EXERCISE DATA:
* * * *

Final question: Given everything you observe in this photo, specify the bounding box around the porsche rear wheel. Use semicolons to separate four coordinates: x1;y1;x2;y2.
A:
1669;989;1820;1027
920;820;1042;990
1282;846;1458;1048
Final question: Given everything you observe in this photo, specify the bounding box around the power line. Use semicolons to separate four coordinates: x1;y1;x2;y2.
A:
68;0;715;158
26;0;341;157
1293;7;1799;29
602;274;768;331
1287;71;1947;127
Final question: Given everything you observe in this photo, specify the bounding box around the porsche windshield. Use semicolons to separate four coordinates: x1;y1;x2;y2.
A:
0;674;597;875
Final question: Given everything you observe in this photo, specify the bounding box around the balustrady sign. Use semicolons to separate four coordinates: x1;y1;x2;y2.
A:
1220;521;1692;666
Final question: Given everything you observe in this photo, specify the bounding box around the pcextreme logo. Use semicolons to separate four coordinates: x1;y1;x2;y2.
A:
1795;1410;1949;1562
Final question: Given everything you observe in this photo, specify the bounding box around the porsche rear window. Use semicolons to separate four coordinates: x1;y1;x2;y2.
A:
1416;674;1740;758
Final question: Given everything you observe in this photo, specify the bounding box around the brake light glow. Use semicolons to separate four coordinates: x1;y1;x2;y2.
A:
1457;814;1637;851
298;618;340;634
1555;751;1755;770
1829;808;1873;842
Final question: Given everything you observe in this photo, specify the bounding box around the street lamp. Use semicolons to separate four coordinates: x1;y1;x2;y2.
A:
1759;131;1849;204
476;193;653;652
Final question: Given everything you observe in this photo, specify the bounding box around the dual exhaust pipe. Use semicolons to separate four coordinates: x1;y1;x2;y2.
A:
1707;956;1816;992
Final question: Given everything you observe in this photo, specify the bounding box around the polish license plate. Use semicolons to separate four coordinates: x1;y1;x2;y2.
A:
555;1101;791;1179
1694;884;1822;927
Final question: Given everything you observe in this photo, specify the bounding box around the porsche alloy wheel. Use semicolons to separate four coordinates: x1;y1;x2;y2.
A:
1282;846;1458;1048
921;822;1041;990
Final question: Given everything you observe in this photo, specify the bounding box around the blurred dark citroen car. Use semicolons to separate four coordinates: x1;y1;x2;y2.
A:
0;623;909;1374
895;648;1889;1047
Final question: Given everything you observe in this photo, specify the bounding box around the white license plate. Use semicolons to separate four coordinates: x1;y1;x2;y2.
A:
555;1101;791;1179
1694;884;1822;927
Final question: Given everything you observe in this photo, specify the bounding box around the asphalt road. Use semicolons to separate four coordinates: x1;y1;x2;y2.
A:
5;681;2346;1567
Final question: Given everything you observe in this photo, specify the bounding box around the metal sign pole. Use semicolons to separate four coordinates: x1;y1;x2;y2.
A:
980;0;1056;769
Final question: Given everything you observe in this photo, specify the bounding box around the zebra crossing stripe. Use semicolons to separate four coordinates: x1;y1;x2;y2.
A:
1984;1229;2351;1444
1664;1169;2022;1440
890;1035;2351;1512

* * * *

WORK INSTRUCTIONS: Output the whole listing exactly, leaving nothing out.

WRITTEN SOLUTION:
Final question: Given everything you observe in this photo, specify the bounding box around the porsche rear wheel. Use semicolons to separate four coordinates: x1;y1;x2;y2.
A:
1669;989;1820;1027
920;820;1042;990
1282;846;1458;1048
Final question: Given everything you observe in this photo, specify the bounding box around the power line. Use semicolons to separate four coordinates: x1;y1;x2;y2.
A:
68;0;715;158
26;0;341;157
1293;7;1799;29
602;274;768;331
1287;71;1947;127
Final question: Given everything you observe in this photo, specify the bounding box around the porsche windshield. Use semicolons to separate four coordinates: x1;y1;x2;y2.
A:
0;674;597;875
Final question: Given everything you observe in this photo, specify the bounding box around the balustrady sign. Use semicolons to separate four coordinates: x1;y1;x2;y2.
A:
1220;521;1692;666
Final question: Given everything you observe in this photo, specify the bounding box around the pcextreme logo. Use semicolons to separate four coordinates: x1;y1;x2;y2.
A:
1795;1410;1949;1562
Final question: Given everything you observe in this photo, specify the bounding box around the porsche rear window. Use semicolons to separate four coordinates: x1;y1;x2;y2.
A:
1416;674;1740;758
Final question: Given everything you observe in this photo, specify the bounding box around the brake light glow. Use semicolons to separate four coordinates: x1;y1;x2;y2.
A:
1457;814;1637;851
298;618;340;634
1555;751;1755;770
1829;808;1873;842
Final question: Given everything you observe in this photo, specify the bounding box around the street lamp. Use semicolons to separate four coordinates: x1;y1;x2;y2.
A:
1759;131;1849;204
476;193;653;652
Final question: Given everything you observe in this photo, specify the bounding box around the dual exhaust pipe. Use semicolons to separate four coordinates: x1;y1;x2;y2.
A:
1707;956;1816;992
Final question: Given everything you observe in this photo, specify the bounding box around the polish license plate. Use semicolons to separate four coordinates: x1;y1;x2;y2.
A:
555;1101;791;1179
1694;884;1822;927
Final question: Given everything you observe in this photo, specify the bounding box around the porsche alloy wheel. Use semicolons to separate four coordinates: x1;y1;x2;y2.
A:
1282;846;1458;1048
921;822;1041;990
Final question: Given everything you observe in this photo, specify the bounding box around the blurred dark citroen car. Use semicolons to separate four coordinates: x1;y1;x2;y2.
A:
0;623;909;1374
895;648;1889;1047
Final question: Given everything you observe in this photo, specify the bounding box around the white license plate. Use semicolons to separate four coordinates: x1;y1;x2;y2.
A:
555;1101;791;1179
1694;884;1822;927
Final question: Given everything you observe in this photo, specify the bounding box around the asphalt road. Use semicolons to separate four coordinates: x1;y1;x2;y2.
A:
5;681;2346;1567
Final question: Given everything you observe in this photo, specify the bounding box around the metal sign pole. Use semicolons to separate four coordinates: x1;y1;x2;y2.
A:
980;0;1056;769
Final question: Given everything you observe in this photo, specify the bounding box around the zebra crossing stripe. Use semicolons to separate four coordinates: x1;y1;x2;y2.
A:
1984;1229;2351;1444
1664;1169;2022;1440
890;1035;2351;1512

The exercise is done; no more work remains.